- _Required tasks_:
(a) According to the biography of Patrick Wolfe, what field is he often credited with establishing?
(b) In the biography of Patrick Wolfe, set down the passage word for word, beginning at the words "Patrick Wolfe (1949" and stopping after "settler colonial studies.".

- _Selected text_:
· · · ·
Patrick Wolfe (1949 – 18 February 2017) was an Australian historian and scholar who made significant contributions to several academic fields, including anthropology, genocide studies, Indigenous studies, and the historiography of race, colonialism, and imperialism. He is often credited with establishing the field of settler colonial studies.

About 
Wolfe was born to an Irish Catholic and German Jewish Yorkshire family, and educated Jesuit. In the 1970s he collaborated with Sibnarayan Ray and Greg Dening as an undergraduate. Along with Maurice Bloch, he began his post-graduate studies in social anthropology at the London School of Economics and Political Science. He then went on to pursue his doctorate with Greg Dening under the supervision of Dipesh Chakrabarty. As a doctoral student he taught Aboriginal history at the University of Melbourne. He was associated with a number of universities in Australia as a teacher and researcher, including Victoria University and La Trobe University. Wolfe held fellowships at Harvard and Stanford among other places. He never held an academic tenure or a permanent university position. His research spanned race and colonialism around the world.
· · · ·
(Records from a data source)

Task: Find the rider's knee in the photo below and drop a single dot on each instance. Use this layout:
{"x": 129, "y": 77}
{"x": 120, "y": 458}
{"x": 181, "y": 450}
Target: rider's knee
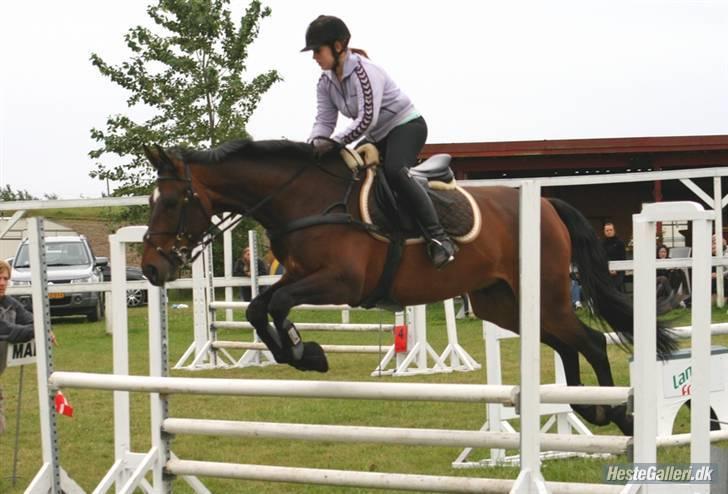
{"x": 280, "y": 302}
{"x": 257, "y": 312}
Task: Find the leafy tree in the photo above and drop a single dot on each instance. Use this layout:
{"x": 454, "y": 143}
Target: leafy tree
{"x": 8, "y": 194}
{"x": 191, "y": 76}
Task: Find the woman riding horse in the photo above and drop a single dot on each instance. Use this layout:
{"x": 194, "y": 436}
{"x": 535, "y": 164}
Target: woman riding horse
{"x": 332, "y": 258}
{"x": 355, "y": 87}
· · · ·
- _Solutions per task_:
(a) Settler colonial studies.

(b)
Patrick Wolfe (1949 – 18 February 2017) was an Australian historian and scholar who made significant contributions to several academic fields, including anthropology, genocide studies, Indigenous studies, and the historiography of race, colonialism, and imperialism. He is often credited with establishing the field of settler colonial studies.